Stored items from a collection:

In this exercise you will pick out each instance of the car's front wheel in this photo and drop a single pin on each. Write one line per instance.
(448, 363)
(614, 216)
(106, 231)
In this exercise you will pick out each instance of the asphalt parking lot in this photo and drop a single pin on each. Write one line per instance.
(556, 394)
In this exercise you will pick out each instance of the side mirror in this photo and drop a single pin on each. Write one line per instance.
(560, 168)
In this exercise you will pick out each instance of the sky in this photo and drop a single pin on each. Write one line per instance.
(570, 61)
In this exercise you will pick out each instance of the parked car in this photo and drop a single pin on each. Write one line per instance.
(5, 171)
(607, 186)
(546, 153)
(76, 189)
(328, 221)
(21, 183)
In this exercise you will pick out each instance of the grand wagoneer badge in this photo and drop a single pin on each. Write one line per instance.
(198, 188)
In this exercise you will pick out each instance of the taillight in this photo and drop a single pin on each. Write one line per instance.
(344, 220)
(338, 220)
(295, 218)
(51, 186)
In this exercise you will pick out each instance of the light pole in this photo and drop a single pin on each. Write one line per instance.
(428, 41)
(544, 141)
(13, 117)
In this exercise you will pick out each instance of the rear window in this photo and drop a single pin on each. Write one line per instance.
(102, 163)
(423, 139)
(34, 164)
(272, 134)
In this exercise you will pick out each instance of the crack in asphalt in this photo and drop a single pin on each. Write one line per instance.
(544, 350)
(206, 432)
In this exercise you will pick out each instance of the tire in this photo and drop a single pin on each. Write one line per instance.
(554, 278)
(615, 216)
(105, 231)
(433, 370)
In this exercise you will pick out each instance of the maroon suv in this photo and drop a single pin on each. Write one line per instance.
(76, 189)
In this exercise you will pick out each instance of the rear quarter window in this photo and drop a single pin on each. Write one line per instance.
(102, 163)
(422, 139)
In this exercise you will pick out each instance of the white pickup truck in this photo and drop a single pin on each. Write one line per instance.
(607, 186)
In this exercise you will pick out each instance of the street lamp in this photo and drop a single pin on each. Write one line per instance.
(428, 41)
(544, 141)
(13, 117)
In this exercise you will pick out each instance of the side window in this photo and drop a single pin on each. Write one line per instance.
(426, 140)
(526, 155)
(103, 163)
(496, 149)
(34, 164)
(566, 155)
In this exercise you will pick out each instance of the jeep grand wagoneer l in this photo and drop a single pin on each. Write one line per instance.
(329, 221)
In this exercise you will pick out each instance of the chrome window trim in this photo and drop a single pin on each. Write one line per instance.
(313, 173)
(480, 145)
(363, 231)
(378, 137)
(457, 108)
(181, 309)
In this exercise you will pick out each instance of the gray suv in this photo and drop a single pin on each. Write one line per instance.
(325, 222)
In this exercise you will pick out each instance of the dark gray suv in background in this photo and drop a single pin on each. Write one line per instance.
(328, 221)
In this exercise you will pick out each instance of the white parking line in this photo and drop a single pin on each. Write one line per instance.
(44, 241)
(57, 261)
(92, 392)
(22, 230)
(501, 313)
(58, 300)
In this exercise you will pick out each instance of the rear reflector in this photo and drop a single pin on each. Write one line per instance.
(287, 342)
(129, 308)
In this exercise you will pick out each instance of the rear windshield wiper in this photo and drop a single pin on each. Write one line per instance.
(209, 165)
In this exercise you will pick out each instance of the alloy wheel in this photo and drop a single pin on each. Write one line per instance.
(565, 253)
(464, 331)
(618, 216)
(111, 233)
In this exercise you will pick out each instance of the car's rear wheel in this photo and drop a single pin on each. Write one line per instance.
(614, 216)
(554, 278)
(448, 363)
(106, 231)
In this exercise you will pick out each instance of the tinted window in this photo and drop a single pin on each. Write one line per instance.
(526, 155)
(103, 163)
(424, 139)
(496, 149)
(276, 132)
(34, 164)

▸ Job
Rewrite the records from the line containing "the car's rear" through the end of the records, both ends included, switching "drop a single pin" to "place one marker" and changing nothing else.

▸ Worked answer
In this exercise you will pick out each instance of the car's rear wheel in this photo and place one marker on each. Write one line per instance.
(614, 216)
(554, 278)
(448, 363)
(106, 231)
In this exercise you will pick out each instance of the tinted window in this photo and place one marker on each. Write one line per instance.
(526, 155)
(103, 163)
(424, 139)
(496, 149)
(276, 132)
(34, 164)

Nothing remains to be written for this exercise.